Items from a labeling collection:

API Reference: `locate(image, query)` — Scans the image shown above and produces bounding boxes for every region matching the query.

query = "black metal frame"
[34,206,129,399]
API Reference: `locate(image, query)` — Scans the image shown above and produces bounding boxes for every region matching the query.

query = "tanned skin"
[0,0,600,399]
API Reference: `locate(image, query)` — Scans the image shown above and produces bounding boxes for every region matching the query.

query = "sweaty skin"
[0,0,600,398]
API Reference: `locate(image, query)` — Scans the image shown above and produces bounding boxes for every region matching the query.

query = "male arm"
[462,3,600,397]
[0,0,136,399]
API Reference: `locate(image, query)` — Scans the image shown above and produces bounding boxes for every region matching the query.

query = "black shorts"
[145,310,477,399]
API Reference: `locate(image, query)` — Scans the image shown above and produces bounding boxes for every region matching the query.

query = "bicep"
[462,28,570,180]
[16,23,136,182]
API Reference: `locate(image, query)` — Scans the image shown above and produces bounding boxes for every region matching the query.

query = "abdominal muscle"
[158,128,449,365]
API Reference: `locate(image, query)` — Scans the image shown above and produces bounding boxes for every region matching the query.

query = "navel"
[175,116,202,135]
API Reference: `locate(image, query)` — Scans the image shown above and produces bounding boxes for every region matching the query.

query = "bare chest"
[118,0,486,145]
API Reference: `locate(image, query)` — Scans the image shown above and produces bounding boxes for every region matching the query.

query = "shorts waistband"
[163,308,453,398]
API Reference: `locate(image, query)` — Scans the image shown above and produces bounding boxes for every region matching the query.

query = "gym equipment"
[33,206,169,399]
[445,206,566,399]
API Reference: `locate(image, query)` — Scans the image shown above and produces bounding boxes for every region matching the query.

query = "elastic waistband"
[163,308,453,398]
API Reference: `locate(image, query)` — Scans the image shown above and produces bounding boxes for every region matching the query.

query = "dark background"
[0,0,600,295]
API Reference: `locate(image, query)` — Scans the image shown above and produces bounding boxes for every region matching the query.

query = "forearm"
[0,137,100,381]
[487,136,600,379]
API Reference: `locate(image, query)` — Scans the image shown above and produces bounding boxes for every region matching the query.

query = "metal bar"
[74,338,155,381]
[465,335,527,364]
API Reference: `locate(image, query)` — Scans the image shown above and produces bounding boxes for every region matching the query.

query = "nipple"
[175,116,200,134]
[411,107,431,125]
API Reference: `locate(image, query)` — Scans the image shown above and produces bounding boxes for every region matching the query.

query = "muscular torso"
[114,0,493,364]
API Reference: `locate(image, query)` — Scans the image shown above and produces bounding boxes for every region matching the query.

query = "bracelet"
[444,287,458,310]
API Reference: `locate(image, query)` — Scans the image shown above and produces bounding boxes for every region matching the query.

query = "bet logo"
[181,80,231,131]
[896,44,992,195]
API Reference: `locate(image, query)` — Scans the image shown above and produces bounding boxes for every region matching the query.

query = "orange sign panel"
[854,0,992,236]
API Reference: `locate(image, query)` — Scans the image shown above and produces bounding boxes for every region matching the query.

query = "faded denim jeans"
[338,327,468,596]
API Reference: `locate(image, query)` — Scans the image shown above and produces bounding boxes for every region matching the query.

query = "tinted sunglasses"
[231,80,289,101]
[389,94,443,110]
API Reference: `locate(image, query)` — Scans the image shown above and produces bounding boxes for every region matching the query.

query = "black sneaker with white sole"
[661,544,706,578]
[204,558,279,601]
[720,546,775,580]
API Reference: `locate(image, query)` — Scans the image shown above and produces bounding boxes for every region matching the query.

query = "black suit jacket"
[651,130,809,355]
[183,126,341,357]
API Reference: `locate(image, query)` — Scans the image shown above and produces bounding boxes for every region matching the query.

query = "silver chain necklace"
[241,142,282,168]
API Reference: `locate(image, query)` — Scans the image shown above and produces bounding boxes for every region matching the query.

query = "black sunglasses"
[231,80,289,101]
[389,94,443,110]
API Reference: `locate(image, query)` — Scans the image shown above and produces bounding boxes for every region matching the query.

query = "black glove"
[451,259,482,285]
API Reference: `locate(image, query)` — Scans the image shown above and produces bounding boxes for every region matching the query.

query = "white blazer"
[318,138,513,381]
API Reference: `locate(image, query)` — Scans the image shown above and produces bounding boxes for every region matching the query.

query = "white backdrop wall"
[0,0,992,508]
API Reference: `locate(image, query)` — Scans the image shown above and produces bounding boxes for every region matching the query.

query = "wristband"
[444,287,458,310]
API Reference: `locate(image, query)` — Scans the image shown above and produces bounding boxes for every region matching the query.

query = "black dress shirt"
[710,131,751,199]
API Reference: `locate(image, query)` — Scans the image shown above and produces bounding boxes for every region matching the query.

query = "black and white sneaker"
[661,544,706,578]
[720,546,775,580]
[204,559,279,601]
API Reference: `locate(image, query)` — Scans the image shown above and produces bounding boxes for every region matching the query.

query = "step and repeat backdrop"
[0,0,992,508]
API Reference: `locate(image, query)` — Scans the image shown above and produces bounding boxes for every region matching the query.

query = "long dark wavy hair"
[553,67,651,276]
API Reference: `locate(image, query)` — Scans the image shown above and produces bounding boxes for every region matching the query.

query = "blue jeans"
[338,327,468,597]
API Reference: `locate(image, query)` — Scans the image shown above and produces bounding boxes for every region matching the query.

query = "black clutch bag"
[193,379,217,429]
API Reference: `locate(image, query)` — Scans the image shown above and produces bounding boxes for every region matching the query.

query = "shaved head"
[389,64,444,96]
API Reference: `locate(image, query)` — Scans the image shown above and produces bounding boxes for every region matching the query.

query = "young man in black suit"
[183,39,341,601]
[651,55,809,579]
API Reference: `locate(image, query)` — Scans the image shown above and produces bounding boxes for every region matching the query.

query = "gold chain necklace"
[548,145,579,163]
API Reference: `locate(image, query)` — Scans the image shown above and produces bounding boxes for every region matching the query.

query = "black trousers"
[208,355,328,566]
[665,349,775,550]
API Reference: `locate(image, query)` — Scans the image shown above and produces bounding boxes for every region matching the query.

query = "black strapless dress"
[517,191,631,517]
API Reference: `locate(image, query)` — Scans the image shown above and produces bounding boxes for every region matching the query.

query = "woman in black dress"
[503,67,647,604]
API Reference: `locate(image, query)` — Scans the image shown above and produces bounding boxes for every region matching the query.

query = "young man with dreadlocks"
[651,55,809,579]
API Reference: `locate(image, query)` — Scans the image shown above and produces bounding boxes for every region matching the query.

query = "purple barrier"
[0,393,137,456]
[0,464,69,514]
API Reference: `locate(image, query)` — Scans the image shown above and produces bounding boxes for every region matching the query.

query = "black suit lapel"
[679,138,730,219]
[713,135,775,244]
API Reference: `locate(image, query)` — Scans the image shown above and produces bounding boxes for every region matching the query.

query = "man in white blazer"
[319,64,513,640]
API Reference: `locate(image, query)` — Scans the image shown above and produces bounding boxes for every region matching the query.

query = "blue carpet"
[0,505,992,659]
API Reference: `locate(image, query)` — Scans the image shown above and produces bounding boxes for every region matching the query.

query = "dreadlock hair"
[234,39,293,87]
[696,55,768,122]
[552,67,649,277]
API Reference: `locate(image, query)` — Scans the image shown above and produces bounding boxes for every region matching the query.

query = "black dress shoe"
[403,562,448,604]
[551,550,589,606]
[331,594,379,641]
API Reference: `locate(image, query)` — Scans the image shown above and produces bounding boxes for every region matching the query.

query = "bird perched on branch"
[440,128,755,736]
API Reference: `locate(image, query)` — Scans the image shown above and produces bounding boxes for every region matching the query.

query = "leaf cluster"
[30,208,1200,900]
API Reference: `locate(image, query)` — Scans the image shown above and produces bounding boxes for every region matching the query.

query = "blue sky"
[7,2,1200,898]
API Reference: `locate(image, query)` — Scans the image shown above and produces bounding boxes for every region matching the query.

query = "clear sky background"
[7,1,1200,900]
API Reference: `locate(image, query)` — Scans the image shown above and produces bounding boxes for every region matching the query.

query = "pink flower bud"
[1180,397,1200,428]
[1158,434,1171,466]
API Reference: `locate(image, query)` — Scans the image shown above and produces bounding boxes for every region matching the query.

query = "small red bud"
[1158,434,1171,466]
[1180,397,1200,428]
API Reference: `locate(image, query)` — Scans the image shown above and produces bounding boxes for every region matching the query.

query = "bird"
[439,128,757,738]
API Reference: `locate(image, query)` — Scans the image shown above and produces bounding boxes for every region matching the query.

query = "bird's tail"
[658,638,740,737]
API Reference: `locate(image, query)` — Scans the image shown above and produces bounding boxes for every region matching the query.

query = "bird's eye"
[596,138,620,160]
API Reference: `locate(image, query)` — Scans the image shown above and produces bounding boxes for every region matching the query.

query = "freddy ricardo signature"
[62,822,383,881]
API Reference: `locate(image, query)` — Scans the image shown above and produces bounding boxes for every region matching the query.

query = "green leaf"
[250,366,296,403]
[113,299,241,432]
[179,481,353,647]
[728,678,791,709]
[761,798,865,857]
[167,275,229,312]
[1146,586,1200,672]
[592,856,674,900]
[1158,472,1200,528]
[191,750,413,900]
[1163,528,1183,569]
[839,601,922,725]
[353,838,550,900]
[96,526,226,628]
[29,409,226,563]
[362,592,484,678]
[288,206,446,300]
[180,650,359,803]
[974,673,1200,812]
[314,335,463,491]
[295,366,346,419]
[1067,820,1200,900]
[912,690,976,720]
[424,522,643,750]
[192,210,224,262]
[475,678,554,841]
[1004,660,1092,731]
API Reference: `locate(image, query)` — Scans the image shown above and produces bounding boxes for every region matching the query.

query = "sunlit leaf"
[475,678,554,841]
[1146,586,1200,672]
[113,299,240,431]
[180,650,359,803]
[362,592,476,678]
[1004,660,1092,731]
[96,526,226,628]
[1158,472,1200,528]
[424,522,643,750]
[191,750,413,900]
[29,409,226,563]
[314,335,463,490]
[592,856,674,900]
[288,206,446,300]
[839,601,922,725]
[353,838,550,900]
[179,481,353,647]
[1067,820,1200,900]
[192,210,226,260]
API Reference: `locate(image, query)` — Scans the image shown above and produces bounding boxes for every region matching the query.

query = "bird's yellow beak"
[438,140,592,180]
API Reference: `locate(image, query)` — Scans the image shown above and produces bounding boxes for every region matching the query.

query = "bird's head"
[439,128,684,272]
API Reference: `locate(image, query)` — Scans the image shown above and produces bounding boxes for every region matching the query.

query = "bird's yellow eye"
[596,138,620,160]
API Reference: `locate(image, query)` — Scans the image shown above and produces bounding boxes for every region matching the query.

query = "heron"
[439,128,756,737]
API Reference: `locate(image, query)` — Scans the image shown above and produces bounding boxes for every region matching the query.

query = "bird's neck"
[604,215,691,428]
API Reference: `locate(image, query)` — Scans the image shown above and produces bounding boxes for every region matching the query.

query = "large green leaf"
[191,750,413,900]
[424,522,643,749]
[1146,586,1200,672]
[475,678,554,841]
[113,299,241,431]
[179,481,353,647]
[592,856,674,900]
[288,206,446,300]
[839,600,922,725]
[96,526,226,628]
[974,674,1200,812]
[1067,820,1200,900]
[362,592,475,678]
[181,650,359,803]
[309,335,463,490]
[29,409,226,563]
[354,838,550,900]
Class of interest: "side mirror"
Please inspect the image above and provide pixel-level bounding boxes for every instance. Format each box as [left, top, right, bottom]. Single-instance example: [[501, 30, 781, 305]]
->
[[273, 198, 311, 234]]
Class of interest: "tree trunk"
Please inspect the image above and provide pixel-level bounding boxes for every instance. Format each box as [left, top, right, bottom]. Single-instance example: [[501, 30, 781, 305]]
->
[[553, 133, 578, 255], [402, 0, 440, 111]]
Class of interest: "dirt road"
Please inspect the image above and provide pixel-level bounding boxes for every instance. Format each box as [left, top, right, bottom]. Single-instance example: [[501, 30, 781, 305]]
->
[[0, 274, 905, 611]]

→ **Exercise aim**
Can you add 145 to every bounding-box coordinate in the answers and write the rows out again, requests included? Begin at the start of the rows and stop after the line that contains "[158,128,449,365]".

→ **Exercise solution**
API Reference: `locate(image, query)` — Scans the image shown above and produces bounding boxes for every region matching the query.

query = "black metal frame"
[179,351,274,544]
API Reference: `locate(image, query)` — Scans the image shown above and produces bounding boxes for every region matching the query.

query = "tanned skin"
[145,145,745,544]
API Reference: `locate(image, query)` — Scans the image shown above and produces bounding boxes for every region matching the query.

query = "sweaty skin"
[145,145,745,543]
API Reference: `locate(image, query)` — Scans the image shown above and produces bounding boxes for every region matching the query.

query = "male arm"
[607,148,745,542]
[145,145,281,544]
API Reference: `locate(image, query)` — Scans the image shown above and produces bounding boxes for every region matching the query.

query = "black shorts"
[290,455,622,544]
API Reference: `locate(image, query)` — Scans the image shown above and produces bounding boxes for every region matching the query.

query = "bicep"
[607,173,715,325]
[161,168,281,327]
API Reference: `locate(image, query)` — Scans the image shown above and produces bounding boxes for every region matching the query.

query = "abdominal muscle"
[303,273,594,510]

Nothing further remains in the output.